EXERCISE PROMPT: Begin with the line containing "Where can you spot the woman's neck" and copy every line after it to the end of the entries, exactly, leaving out the lines before it.

Collection entries:
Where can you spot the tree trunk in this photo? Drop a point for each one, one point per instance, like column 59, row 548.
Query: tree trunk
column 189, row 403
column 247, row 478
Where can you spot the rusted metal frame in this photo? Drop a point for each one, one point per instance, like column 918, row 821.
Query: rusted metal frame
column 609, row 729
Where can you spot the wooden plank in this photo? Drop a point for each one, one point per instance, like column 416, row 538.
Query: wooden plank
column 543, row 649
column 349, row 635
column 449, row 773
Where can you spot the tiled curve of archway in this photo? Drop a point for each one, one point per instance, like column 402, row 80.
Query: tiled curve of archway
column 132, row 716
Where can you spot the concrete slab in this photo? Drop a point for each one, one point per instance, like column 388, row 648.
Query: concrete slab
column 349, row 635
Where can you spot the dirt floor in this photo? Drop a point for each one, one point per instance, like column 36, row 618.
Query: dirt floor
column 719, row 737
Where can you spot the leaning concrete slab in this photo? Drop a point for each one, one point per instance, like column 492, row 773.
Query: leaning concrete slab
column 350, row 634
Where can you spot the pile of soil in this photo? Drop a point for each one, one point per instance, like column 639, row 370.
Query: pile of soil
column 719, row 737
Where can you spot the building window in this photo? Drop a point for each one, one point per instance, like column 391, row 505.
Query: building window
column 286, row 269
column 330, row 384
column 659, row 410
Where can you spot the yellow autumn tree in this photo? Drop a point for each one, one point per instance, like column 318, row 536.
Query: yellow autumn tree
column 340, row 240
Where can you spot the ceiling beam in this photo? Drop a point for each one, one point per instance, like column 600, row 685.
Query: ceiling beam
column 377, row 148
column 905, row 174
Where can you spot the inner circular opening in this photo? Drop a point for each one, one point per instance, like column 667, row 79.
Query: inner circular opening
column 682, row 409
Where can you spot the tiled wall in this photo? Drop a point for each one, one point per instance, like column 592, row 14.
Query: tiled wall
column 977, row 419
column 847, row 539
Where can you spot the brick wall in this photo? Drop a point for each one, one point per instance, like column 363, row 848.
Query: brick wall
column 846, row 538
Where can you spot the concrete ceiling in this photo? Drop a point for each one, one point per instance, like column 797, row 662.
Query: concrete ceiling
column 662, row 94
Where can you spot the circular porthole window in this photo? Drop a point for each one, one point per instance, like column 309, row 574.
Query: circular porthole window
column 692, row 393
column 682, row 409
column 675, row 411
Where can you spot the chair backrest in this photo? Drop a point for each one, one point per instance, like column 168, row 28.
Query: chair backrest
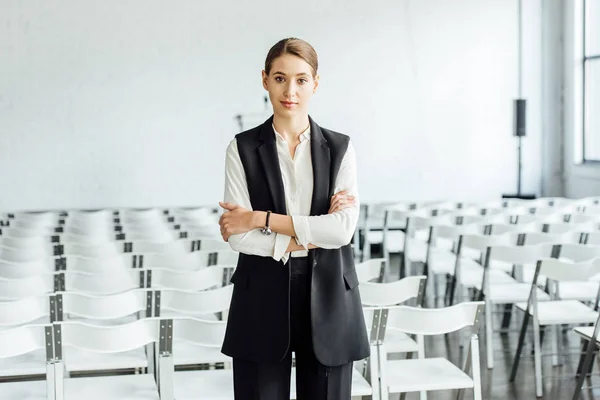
column 192, row 303
column 518, row 255
column 392, row 293
column 105, row 339
column 202, row 279
column 480, row 242
column 34, row 309
column 577, row 252
column 15, row 289
column 434, row 321
column 26, row 269
column 92, row 250
column 532, row 238
column 103, row 307
column 370, row 269
column 199, row 332
column 562, row 270
column 26, row 339
column 97, row 265
column 591, row 238
column 112, row 282
column 26, row 254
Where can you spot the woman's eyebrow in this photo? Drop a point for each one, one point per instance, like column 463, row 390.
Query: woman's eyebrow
column 281, row 73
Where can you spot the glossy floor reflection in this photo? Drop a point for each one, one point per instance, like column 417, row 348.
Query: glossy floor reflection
column 559, row 381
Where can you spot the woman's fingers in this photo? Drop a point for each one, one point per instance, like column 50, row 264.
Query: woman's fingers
column 341, row 204
column 341, row 200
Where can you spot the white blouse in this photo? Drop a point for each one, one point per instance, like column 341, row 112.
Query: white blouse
column 328, row 231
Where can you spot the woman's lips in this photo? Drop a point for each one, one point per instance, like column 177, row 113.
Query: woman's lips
column 288, row 104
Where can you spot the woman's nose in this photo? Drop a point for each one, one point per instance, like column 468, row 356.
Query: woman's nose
column 290, row 89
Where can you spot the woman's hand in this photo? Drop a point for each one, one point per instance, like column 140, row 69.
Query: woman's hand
column 236, row 220
column 340, row 200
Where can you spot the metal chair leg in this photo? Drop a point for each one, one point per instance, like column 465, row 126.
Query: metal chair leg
column 522, row 335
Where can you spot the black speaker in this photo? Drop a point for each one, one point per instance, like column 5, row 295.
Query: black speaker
column 519, row 112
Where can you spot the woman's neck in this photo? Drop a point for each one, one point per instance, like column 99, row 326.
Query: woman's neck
column 291, row 128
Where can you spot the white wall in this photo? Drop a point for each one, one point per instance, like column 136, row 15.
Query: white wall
column 131, row 103
column 580, row 180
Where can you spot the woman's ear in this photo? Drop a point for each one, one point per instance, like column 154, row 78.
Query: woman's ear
column 316, row 85
column 264, row 79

SOLVED EXERCISE:
Where can you spot the woman's neck in this photo? Drop a point for each one, one point per instance, like column 99, row 326.
Query: woman's neck
column 291, row 128
Where can you spot the white wall in this photo? Drop a point for each one, one point per instance, like column 136, row 15.
Query: white wall
column 131, row 103
column 580, row 180
Where can you spot the woman's ear in this photo? Drop a point for each one, one point per instance, like column 154, row 78.
Query: woman's ear
column 316, row 85
column 264, row 79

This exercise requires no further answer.